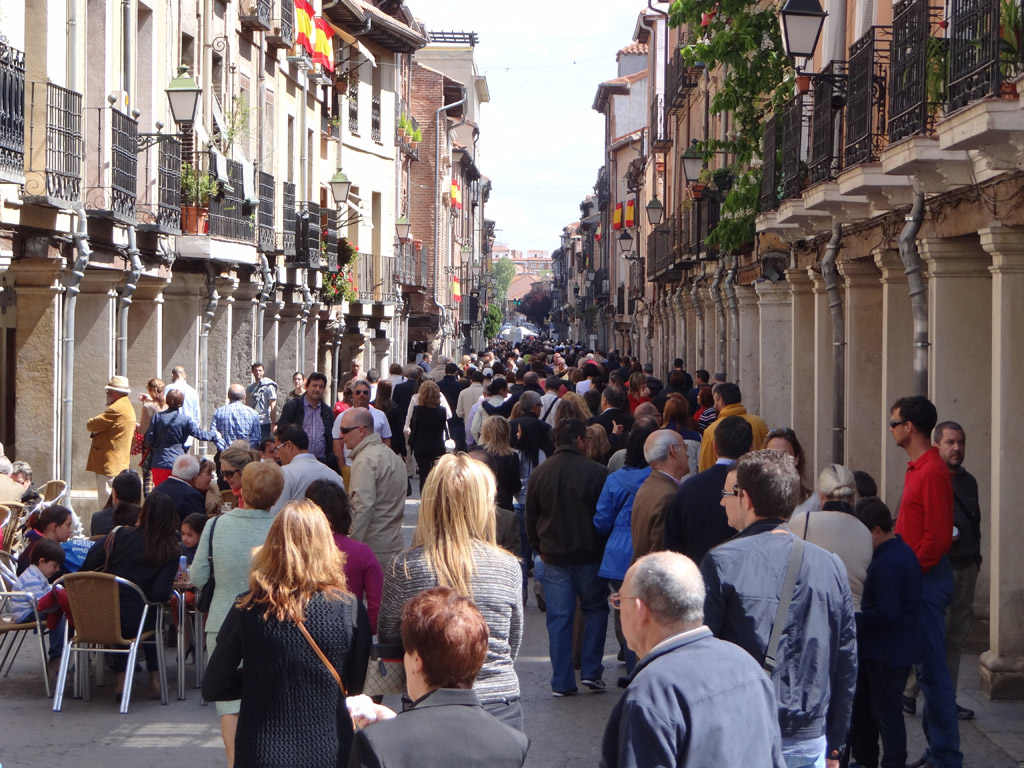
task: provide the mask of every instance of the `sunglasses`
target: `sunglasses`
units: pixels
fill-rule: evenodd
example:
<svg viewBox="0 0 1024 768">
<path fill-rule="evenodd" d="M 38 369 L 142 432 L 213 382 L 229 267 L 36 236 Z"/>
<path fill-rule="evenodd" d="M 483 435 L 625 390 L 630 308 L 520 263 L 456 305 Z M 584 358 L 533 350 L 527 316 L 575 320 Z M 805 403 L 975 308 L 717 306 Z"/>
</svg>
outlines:
<svg viewBox="0 0 1024 768">
<path fill-rule="evenodd" d="M 357 389 L 352 394 L 354 394 L 354 395 L 368 395 L 368 394 L 370 394 L 370 390 L 368 390 L 368 389 Z"/>
<path fill-rule="evenodd" d="M 241 471 L 242 470 L 240 469 L 222 469 L 220 471 L 220 476 L 223 477 L 225 480 L 228 480 L 229 478 L 234 477 Z"/>
<path fill-rule="evenodd" d="M 900 424 L 906 424 L 908 419 L 893 419 L 889 422 L 889 429 L 896 429 Z"/>
<path fill-rule="evenodd" d="M 738 485 L 734 485 L 732 487 L 731 491 L 722 491 L 722 498 L 723 499 L 727 499 L 730 496 L 735 496 L 738 499 L 742 492 L 743 492 L 742 488 L 740 488 Z"/>
<path fill-rule="evenodd" d="M 357 426 L 354 426 L 354 427 L 340 427 L 339 429 L 341 431 L 341 434 L 347 435 L 353 429 L 359 429 L 359 426 L 357 425 Z"/>
</svg>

##############################

REQUIREMENT> All that is wanted is a faithful reproduction of the line above with "units: pixels", the line with "38 369 L 142", and every line in between.

PROBLEM SOLUTION>
units: pixels
fill-rule: evenodd
example:
<svg viewBox="0 0 1024 768">
<path fill-rule="evenodd" d="M 38 369 L 142 432 L 213 382 L 229 267 L 36 236 Z"/>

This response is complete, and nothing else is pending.